● Task to carry out:
Retype the passage of the Belarus and Ukraine news digest that begins with the words containing "CHORNOBYL TO OPERATE" and ends with "UN SECURITY COUNCIL.".

● Text segment:
--------------------------------------------------

BELARUSIAN OPPOSITION STAGES 'FREEDOM MARCH'... An estimated
10,000-15,000 people took part in a "freedom march" and rally
organized by the Belarusian opposition in Minsk on 17
October. The rally was the largest anti-government
demonstration in Belarus since spring 1996. Its participants
urged President Alyaksandr Lukashenka to resign and demanded
that the authorities cease pursuing a union with Russia,
release political prisoners, and stop repression against the
opposition. Demonstrators burned the text of the draft union
treaty and then marched from the city outskirts, where the
rally was authorized to take place, to the center. JM

...CLASHES WITH POLICE. On the way to the center, the crowd
increased to some 20,000 people and was stopped by riot
police 500 meters from the presidential administration
building. Police used truncheons, tear gas, and rubber
bullets to disperse demonstrators, who responded by hurling
stones and pavement tiles. According to unofficial reports,
nearly 150 people were injured in the clashes, including some
50 policemen. The authorities announced on 18 October that 92
people, including Social Democratic Party leader Mikalay
Statkevich, had been arrested. "The action by the Belarusian
opposition was earlier planned and financed by the West," AP
quoted presidential administration chief Mikhail Myasnikovich
as saying. JM

CHORNOBYL TO OPERATE UNTIL SUMMER 2000. A Ukrainian
governmental commission on 15 October decided that the
Chornobyl nuclear power plant may operate until summer 2000,
UNIAN reported on 16 October. Officials pointed out that the
plant's nuclear fuel reserves will last until that time. The
plant's only operational reactor is currently under repairs
and will be restarted in December. JM

UKRAINE BECOMES NONPERMANENT MEMBER OF UN SECURITY COUNCIL.
The UN on 14 October voted in favor of Ukraine's becoming a
nonpermanent member of its Security Council in 2000-2001.
Ukrainian Foreign Minister Borys Tarasyuk commented the next
day that the election is proof of Ukraine's "balanced"

--------------------------------------------------

● Supplied records:
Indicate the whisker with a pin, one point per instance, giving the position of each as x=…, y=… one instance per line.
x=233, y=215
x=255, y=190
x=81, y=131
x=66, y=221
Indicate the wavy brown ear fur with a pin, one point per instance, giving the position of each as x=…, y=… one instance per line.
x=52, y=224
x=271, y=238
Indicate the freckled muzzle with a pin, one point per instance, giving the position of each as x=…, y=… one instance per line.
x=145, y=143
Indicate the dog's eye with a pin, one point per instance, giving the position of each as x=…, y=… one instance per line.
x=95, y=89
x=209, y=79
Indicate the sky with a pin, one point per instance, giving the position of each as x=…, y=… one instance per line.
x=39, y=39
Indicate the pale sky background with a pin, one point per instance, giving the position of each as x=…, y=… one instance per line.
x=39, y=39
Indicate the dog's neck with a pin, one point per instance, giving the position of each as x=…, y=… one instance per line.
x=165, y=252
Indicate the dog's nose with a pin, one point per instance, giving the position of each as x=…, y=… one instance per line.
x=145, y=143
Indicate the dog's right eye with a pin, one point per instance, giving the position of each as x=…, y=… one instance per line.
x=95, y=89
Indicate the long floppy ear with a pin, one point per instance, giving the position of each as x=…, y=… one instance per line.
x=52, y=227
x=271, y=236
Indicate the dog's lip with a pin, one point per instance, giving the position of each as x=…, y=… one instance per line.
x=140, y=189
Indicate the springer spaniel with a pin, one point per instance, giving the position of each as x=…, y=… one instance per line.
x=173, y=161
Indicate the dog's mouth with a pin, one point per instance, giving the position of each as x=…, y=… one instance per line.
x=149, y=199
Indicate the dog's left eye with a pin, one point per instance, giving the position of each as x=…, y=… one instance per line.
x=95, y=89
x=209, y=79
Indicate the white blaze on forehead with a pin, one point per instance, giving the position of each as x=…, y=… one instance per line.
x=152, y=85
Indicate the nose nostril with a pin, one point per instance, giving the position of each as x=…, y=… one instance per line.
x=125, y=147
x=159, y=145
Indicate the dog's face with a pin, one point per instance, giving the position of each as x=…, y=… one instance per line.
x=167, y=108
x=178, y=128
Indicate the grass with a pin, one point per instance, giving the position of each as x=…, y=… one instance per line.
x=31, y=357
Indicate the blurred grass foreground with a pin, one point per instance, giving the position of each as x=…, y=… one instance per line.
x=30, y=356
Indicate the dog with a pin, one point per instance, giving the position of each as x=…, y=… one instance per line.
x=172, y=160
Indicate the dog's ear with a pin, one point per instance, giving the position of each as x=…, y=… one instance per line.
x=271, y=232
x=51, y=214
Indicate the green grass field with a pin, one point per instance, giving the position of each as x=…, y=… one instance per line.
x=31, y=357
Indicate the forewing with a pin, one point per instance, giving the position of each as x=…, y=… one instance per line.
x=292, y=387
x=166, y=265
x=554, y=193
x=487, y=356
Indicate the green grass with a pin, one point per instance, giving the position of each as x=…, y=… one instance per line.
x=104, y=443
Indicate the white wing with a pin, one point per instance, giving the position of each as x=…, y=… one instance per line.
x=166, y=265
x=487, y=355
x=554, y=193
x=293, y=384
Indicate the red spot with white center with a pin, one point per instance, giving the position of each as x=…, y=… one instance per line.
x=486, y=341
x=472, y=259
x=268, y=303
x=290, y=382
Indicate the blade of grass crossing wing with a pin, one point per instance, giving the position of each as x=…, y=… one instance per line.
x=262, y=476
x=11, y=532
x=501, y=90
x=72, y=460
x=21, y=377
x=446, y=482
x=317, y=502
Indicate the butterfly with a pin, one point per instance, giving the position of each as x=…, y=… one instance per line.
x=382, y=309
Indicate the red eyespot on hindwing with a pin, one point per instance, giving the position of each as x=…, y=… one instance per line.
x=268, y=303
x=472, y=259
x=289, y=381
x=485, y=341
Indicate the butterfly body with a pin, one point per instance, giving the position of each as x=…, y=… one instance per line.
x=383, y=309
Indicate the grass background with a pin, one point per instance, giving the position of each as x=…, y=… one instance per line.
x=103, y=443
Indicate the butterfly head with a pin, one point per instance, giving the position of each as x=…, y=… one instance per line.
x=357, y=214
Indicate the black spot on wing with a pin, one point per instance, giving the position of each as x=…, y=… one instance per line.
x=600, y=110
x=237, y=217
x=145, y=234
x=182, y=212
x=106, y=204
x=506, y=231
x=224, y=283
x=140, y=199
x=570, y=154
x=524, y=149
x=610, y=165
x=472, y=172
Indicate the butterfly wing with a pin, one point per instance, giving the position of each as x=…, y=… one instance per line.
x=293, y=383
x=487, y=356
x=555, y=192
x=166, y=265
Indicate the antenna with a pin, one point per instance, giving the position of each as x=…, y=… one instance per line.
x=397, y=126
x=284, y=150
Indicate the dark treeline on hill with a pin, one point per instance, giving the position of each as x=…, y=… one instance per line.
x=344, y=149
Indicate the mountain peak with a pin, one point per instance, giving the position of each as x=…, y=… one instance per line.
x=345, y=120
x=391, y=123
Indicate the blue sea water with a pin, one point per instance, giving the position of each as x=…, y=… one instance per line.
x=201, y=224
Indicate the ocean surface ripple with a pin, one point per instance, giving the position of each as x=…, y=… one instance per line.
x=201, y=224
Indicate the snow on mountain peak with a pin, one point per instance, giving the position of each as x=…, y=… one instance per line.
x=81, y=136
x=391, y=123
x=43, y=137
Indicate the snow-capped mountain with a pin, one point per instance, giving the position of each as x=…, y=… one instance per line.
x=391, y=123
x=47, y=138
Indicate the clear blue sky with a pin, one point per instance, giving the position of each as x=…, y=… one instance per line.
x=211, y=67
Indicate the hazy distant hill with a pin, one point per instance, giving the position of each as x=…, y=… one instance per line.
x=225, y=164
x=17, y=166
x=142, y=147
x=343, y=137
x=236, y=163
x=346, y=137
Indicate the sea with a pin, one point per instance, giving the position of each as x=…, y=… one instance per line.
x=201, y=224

--------------------------------------------------

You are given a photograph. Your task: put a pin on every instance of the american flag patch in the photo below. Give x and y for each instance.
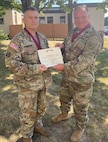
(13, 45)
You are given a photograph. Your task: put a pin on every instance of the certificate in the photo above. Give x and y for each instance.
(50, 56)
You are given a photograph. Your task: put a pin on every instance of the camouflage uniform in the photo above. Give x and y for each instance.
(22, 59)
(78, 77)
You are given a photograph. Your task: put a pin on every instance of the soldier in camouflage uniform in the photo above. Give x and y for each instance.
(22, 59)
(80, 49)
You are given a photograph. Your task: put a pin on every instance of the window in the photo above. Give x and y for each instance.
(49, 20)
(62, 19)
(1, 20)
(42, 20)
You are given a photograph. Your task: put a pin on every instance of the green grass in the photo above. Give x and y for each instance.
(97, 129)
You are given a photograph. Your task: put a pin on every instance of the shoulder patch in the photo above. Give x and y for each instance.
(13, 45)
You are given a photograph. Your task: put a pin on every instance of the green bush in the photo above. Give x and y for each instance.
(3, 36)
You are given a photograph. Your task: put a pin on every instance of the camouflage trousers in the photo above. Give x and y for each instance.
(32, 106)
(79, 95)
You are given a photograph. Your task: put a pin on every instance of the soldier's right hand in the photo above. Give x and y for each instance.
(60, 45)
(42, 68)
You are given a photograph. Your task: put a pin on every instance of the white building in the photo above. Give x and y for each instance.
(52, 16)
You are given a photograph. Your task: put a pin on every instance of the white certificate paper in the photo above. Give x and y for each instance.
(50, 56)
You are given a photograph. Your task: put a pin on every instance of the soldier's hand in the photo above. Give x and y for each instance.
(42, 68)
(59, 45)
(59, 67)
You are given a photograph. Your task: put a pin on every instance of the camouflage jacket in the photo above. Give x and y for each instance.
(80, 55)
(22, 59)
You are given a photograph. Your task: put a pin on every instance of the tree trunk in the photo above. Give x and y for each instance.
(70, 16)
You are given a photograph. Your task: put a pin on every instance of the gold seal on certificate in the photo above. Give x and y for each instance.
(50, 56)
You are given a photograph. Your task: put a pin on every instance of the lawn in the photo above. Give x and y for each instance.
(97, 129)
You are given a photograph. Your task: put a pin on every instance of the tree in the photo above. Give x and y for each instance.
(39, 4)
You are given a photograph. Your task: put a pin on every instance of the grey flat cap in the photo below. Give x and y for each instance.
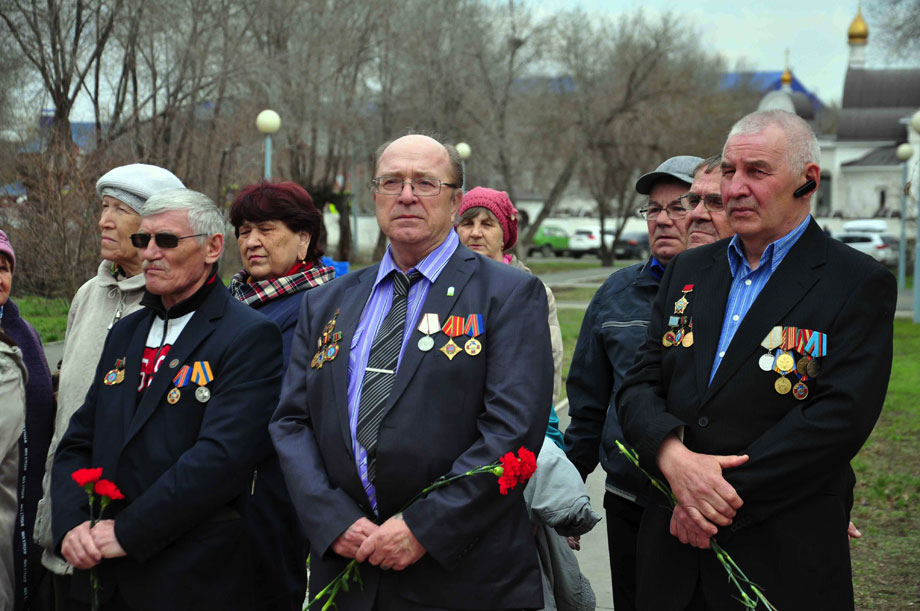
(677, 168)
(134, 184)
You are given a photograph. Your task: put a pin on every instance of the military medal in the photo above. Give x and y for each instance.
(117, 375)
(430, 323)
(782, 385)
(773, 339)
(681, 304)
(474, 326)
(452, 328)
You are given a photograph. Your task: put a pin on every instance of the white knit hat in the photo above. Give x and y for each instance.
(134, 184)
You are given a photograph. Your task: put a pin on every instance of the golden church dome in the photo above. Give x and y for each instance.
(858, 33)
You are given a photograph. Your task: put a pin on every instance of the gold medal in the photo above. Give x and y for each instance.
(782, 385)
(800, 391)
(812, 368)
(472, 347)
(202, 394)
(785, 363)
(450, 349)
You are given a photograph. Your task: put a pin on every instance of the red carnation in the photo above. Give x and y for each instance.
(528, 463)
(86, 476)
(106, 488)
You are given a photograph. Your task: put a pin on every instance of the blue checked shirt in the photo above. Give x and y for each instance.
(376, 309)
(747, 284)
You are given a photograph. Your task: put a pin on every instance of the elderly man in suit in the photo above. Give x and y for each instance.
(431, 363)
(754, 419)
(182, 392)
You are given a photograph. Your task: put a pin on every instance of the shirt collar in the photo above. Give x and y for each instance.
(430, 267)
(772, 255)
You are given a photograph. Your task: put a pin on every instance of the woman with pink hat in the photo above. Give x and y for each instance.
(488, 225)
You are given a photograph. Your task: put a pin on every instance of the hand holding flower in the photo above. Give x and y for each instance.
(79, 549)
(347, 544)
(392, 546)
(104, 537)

--------------------------------------------------

● Your response:
CHORNOBYL TO OPERATE UNTIL SUMMER 2000. A Ukrainian
governmental commission on 15 October decided that the
Chornobyl nuclear power plant may operate until summer 2000,
UNIAN reported on 16 October. Officials pointed out that the
plant's nuclear fuel reserves will last until that time. The
plant's only operational reactor is currently under repairs
and will be restarted in December. JM

UKRAINE BECOMES NONPERMANENT MEMBER OF UN SECURITY COUNCIL.